» Records supplied
§ §

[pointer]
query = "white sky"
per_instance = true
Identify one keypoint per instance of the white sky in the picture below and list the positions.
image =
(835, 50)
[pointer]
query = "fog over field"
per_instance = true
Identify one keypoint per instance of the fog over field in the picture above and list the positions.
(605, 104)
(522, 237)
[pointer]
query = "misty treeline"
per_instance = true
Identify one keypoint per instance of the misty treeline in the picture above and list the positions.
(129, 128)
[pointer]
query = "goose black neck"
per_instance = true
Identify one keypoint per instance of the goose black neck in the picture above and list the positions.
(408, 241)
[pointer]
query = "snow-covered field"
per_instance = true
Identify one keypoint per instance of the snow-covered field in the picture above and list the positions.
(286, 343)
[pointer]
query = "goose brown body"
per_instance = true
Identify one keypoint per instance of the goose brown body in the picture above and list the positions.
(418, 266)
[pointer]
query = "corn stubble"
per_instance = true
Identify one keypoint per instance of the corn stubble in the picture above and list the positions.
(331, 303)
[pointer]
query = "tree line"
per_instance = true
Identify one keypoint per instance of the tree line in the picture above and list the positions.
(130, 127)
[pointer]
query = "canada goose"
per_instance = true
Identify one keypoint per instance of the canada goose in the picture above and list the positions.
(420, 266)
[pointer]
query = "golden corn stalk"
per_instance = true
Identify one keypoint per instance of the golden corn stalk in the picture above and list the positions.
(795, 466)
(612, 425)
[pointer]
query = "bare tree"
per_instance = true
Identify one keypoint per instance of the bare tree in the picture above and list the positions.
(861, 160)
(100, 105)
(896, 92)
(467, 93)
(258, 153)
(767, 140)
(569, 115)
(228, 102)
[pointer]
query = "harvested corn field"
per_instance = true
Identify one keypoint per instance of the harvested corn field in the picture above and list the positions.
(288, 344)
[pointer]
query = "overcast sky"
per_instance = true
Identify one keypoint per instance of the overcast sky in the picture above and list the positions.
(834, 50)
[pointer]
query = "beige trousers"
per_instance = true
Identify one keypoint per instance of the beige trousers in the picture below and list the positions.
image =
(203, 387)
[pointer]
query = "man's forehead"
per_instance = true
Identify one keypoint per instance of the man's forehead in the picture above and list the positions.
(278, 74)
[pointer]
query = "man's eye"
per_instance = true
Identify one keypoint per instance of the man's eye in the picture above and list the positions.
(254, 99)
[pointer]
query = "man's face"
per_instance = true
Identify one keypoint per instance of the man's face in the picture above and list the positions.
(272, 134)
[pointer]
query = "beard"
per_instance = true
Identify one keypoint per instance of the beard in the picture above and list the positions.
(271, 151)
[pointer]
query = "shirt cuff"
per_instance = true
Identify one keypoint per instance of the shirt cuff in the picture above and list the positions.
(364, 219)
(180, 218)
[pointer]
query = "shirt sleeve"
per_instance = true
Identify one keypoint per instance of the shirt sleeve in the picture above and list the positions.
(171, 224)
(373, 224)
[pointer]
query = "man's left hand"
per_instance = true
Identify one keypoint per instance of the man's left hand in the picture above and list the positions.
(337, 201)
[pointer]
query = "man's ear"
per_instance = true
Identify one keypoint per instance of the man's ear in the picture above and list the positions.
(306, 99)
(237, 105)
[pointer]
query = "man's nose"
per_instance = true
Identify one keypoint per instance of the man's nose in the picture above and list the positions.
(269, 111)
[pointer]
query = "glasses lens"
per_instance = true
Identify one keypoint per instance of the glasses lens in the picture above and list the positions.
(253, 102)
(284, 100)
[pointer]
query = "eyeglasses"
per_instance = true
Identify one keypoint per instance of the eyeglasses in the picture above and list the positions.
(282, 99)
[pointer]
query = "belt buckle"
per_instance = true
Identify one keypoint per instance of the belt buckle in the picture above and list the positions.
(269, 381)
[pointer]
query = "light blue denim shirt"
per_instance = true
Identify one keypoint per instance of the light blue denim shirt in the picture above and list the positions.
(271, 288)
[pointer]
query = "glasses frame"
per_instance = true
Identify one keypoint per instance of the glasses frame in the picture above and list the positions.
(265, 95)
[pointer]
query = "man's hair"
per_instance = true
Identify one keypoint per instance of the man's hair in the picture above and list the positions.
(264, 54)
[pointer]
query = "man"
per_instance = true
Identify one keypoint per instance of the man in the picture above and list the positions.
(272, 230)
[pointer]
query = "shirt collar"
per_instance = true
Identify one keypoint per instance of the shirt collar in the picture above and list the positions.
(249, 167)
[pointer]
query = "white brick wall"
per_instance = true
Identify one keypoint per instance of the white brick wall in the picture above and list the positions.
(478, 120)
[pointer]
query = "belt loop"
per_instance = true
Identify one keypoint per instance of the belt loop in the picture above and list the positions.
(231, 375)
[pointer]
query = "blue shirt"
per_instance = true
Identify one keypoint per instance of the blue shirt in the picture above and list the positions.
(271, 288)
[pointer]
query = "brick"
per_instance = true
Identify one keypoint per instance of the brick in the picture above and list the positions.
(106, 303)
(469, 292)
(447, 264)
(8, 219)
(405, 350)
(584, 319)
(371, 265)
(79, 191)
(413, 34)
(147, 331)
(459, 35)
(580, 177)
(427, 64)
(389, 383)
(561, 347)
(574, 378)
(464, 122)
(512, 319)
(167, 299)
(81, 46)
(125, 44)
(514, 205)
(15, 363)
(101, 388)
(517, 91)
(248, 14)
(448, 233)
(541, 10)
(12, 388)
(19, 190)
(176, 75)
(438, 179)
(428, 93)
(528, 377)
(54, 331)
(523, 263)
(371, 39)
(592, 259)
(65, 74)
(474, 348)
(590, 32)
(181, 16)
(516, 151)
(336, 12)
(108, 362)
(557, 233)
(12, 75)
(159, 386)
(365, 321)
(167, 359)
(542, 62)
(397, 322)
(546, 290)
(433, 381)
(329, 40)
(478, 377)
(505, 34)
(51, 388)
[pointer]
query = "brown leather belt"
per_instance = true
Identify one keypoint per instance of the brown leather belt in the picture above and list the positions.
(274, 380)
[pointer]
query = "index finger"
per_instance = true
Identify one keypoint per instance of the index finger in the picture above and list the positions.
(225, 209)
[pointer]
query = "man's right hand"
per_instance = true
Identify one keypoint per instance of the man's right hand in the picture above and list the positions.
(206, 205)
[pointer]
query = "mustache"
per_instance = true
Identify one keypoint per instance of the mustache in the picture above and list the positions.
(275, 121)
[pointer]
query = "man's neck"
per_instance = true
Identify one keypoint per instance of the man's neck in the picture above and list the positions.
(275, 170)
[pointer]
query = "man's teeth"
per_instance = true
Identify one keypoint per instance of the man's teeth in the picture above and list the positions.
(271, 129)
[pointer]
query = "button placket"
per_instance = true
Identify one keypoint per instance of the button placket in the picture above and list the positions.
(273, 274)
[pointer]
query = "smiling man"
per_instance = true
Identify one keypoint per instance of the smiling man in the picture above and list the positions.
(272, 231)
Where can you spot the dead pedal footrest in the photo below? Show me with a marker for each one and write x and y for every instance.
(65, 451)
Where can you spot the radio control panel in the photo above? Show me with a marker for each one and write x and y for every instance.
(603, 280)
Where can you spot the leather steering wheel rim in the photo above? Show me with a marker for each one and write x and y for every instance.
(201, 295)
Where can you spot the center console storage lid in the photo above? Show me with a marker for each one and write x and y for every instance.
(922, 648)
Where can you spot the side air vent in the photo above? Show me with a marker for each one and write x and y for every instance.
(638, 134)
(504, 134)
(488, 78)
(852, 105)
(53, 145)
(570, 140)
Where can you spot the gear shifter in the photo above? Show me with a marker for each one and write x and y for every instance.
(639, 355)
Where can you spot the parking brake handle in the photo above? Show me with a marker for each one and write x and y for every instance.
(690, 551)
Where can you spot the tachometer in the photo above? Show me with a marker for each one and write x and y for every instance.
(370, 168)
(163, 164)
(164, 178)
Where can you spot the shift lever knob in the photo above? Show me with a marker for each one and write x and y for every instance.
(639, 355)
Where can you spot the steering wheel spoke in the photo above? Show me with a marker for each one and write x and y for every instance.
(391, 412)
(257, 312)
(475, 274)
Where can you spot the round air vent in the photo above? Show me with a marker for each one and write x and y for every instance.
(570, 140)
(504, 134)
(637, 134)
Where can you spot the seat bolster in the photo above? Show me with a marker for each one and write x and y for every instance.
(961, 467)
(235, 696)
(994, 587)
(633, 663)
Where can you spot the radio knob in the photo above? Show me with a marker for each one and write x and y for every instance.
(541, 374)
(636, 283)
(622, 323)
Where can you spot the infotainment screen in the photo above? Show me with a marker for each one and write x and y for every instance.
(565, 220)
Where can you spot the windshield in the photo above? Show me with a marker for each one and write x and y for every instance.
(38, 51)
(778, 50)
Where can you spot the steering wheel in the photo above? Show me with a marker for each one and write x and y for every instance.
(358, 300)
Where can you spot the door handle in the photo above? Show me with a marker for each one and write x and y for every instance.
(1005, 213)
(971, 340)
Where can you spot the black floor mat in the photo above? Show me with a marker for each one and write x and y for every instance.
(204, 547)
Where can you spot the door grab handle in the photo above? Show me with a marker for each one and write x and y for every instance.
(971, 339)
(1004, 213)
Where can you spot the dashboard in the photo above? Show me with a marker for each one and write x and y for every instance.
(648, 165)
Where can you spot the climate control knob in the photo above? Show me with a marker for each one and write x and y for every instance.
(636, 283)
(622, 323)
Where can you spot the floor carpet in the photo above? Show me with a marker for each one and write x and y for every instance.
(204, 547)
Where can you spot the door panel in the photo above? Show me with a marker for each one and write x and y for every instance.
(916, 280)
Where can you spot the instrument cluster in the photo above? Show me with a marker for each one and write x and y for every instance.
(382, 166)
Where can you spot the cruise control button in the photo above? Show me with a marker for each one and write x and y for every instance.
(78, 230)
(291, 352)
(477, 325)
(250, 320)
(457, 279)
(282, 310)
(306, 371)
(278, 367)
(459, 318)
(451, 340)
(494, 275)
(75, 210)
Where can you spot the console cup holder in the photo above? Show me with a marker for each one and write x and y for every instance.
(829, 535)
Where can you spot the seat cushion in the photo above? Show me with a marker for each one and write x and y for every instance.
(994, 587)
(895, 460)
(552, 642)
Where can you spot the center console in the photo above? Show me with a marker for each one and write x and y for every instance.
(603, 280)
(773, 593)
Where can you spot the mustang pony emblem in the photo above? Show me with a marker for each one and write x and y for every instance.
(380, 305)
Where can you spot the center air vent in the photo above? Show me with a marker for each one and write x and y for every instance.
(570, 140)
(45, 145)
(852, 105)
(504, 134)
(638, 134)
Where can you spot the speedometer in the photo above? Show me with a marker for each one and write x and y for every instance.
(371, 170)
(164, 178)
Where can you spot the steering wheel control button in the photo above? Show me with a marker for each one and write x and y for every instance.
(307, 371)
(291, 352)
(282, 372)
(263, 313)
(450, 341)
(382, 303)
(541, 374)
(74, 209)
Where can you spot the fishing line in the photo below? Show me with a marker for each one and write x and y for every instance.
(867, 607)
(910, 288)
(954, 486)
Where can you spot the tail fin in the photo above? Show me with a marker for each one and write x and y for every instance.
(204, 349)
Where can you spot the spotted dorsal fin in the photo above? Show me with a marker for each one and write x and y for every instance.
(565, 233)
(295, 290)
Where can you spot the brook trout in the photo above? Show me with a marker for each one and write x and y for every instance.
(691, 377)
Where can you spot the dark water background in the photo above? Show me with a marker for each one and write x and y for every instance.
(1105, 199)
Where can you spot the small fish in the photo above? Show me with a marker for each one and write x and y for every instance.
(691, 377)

§ §

» Instruction
From the line containing "Where can you spot the fishing" through the end of the records, switch "marker" to "pin" and give those lines again with nothing else changed.

» Result
Where can you spot the fishing line in the photo below? Show me with a pin for each one and write x and y for every instance.
(867, 607)
(910, 288)
(954, 486)
Where can you spot the tail fin in the photo above? Show me with a pin for each one and write x and y for every instance.
(204, 349)
Where can you spot the spotted dorsal fin in the photo above? Show me with a pin for each one and write x and y for every instance.
(565, 233)
(295, 290)
Where can you spot the brook trout in the photo above? Show me with a pin for each one and write x and y for every instance.
(691, 377)
Where can you spot the dark water background in the photo above? Show me with a pin for each one and write x and y for every instance.
(1105, 199)
Where can you spot the small fish in the photo above? Show me with a pin for each one and write x and y for every instance.
(691, 377)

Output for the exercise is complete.